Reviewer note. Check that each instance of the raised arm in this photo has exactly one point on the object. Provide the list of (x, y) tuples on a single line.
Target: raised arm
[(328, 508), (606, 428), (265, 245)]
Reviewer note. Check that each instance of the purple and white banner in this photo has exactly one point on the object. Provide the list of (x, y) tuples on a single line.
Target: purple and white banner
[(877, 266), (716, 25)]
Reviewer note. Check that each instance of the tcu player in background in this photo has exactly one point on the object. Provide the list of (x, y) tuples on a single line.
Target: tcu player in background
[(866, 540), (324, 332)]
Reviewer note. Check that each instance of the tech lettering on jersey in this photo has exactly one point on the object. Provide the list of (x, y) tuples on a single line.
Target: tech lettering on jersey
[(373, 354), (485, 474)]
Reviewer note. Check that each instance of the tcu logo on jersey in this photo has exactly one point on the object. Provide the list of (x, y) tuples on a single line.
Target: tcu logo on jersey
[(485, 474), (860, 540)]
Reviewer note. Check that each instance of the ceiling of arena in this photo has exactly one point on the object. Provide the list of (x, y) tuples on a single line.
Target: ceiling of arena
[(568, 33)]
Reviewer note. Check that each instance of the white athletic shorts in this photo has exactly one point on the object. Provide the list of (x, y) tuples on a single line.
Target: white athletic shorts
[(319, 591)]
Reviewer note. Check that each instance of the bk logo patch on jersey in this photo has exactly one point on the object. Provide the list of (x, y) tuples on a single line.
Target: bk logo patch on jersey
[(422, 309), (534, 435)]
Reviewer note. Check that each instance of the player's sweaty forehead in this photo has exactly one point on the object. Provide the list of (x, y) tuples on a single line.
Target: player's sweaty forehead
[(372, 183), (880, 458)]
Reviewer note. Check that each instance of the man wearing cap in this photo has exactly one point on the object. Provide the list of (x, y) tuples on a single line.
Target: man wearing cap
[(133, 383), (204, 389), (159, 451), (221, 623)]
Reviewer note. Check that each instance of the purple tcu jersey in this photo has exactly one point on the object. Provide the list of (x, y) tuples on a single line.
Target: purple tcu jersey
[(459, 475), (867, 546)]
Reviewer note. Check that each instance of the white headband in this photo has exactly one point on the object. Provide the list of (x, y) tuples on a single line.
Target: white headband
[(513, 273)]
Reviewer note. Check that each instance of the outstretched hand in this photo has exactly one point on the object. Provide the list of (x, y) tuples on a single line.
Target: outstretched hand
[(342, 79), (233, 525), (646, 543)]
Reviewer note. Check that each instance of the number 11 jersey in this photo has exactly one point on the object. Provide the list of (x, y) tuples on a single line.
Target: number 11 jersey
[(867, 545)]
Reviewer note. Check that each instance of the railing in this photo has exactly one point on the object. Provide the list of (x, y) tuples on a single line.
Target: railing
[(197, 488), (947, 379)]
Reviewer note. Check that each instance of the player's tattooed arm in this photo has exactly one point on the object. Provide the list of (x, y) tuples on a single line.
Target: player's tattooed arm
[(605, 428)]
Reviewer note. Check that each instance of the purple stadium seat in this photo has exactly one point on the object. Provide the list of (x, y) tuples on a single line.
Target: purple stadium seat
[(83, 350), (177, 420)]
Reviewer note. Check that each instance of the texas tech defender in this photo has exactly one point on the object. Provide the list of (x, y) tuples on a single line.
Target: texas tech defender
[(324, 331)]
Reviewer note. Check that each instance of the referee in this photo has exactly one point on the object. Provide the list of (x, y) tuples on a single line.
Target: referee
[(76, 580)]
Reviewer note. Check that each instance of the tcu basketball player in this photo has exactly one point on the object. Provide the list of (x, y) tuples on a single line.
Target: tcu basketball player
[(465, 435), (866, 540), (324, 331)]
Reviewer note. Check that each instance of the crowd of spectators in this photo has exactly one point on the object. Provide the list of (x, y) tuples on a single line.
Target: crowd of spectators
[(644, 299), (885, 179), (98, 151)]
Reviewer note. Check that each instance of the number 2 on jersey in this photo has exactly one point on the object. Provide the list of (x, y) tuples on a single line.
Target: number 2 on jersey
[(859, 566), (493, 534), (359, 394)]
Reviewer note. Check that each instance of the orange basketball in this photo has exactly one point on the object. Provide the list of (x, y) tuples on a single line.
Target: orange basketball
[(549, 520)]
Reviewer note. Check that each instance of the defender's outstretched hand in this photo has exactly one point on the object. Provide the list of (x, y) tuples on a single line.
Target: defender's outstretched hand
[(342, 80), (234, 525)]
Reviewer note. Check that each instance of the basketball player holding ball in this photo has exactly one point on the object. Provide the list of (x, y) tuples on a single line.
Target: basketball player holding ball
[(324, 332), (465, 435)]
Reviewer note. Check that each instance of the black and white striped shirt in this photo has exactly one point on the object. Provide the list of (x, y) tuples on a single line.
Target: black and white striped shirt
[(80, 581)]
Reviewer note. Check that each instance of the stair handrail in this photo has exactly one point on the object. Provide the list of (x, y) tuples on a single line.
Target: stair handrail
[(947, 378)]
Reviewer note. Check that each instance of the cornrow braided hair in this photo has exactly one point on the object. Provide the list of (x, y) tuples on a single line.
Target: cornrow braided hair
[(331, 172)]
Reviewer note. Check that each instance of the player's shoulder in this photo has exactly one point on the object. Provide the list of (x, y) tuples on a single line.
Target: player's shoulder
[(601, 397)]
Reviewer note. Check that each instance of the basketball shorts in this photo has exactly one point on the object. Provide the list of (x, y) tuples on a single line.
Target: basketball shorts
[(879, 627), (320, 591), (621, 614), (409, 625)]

* * * * *

--- Required action ---
Produce a word-for-word copy of all the entries above.

--- Answer box ---
Reviewer note. Check that each instance of the raised arm in this photo has exactly one point on the object. Provide the list of (x, y) tuples on a single line.
Target: raised arm
[(328, 508), (606, 428), (265, 245)]
Reviewer note. Check that each instance of the purple and white banner in this photo has exactly one point on the object. Provide the list of (x, y) tuples on a single line.
Target: purple and white banner
[(877, 266), (716, 25)]
Reviewer note. Check that each instance of the tcu player in background in this photo has exactly one point on the object. Provide the list of (x, y) tuples on a single line.
Target: tcu player in background
[(866, 540), (324, 332)]
Reviewer note. Check that each instance of the tech lettering on jersey in this photo has exactly one point on the object. Provide the list of (x, y) tuples on a single line.
Target: tech lettering on jersey
[(373, 354), (485, 474)]
Reviewer note. Check that each instance of the tcu logo on jersey in this photo has exactly one point on the object. Provide the list of (x, y) tuples on a single line.
Target: tcu logo on jersey
[(485, 474), (860, 540)]
Reviewer note. Check that each instance of the ceiling of arena in this photo has exactly one point on the object. Provide the list of (x, y) tuples on a single line.
Target: ceiling of arena
[(568, 33)]
Reviewer note. Check that each instance of the white athletic shorts in this photo has exactly one point on the object. Provide the list of (x, y) tuples on a single line.
Target: white athletic shorts
[(319, 591)]
Reviewer note. Check that each instance of the bk logo patch on jersey in this photo has exactly one point on the object. Provide the list of (x, y) tuples on a single line.
Target: bk logo patch on jersey
[(422, 309), (534, 435)]
Reviewer note. Check that each instance of the player's sweaty forehead in this photo has exactly one point on the object. Provide the list of (x, y) tuples on a single line.
Target: player's sweaty forehead
[(372, 183), (880, 458)]
Reviewer note. Check that each instance of the man wearing cap in this photo has exactly one point on the object. Provide the list of (x, y) tuples on a single line.
Target: man wearing cap
[(133, 383), (204, 389), (159, 451), (221, 623)]
Reviewer note. Check that each instance of the purple tcu jersey in this photo has exactly one point on the object. Provide the list of (x, y) tuples on a single line.
Target: purple tcu jersey
[(459, 475), (867, 546)]
Reviewer note. Check that each instance of the white headband in this photo has exactly one point on the object. Provide the list of (x, y) tuples on a single line.
Target: white headband
[(513, 273)]
Reviewer note. Check that each instance of the outstretched hand in this photo has exactly one point on the object. Provide the list of (x, y) tuples on a single line.
Target: outstretched hand
[(342, 79), (233, 525), (646, 543)]
Reviewer note. Check that each instance of the number 11 jersey in this photo has exactly one point on the object. Provide the list of (x, y) tuples on a single line.
Target: number 11 jersey
[(867, 545)]
Reviewer note. Check that each instance of the railing in this photo has exactly one point on the object. Provide the list of (x, y) tuples on a single line.
Target: railing
[(197, 488), (947, 379)]
Reviewer note. Check that each instance of the player's tattooed arm in this photo has exactly one point on the object. Provide the list of (x, y) tuples on a single line.
Target: player's tattooed arm
[(605, 428)]
Reviewer note. Check that each instance of the purple stadium seat in this photo has exactly one point on the object. Provide the list of (x, y) tuples on a single line.
Target: purple stadium seat
[(83, 350), (177, 420)]
Reviewer note. Check that each instance of the texas tech defender in this photo has exactly one point on the object. Provide the list of (x, y) tuples on a single line.
Target: texas tech defender
[(324, 331)]
Reviewer note. Check that each instance of the referee in this photo has exactly one point on the object. Provide the list of (x, y) tuples on a single line.
Target: referee
[(76, 580)]
Reviewer note. Check that each instance of the tcu basketball player in this photo has exactly one point on the object. Provide the list of (x, y) tuples on a single line.
Target: tcu basketball player
[(465, 435), (866, 540), (324, 331)]
Reviewer note. Check that each instance of the crowd of spectators in this photo has exactly one point on the object. Provide the list of (x, y) tuples on a single line.
Target: crowd of spectators
[(644, 299), (885, 179), (98, 151)]
Reviewer note. Check that each instance of the number 2 on jersey in this photo has exactly one point on the object. Provide the list of (x, y) tuples on a single line.
Target: number 2 on jersey
[(859, 566), (493, 534), (359, 394)]
Reviewer note. Check that each instance of the orange basketball in this photo has exactly one point on the object. Provide the list of (x, y) tuples on a single line.
Target: orange basketball
[(549, 520)]
Reviewer note. Check that each instance of the defender's outstretched hand in this photo has exactly one point on the object. Provide the list of (x, y) tuples on a single line.
Target: defender's outstretched hand
[(342, 80), (234, 525)]
Reviewer note. Check that each instance of the basketball player holding ball in this photo has exactly one point on the object. Provide the list of (x, y) tuples on a single line.
Target: basketball player holding ball
[(324, 332), (465, 435)]
Reviewer note. Check that each instance of the black and white striped shirt in this photo has exactly one point on the object. Provide the list of (x, y) tuples on a single line.
Target: black and white striped shirt
[(80, 581)]
Reviewer note. Check that each instance of the stair handrail in this photo has exactly one point on the object. Provide the list of (x, y) tuples on a single line.
Target: stair handrail
[(947, 378)]
Reviewer note. Check that each instance of the cornrow braided hair in this photo has exactly one point on the object. Provide the list of (x, y) tuples on a single line.
Target: cornrow braided hair
[(331, 172)]
Reviewer note. Check that each instance of the player's shoulder in this photo has exactly one point on the object. Provide the list of (x, y) tuples on a single line.
Target: player's shoulder
[(601, 397)]
Reviewer note. Check that each instance of the basketball shorts in this photo has exactly one point on the object. Provide the list of (x, y) tuples on a single line.
Target: basketball shorts
[(879, 627), (320, 591), (621, 614), (409, 625)]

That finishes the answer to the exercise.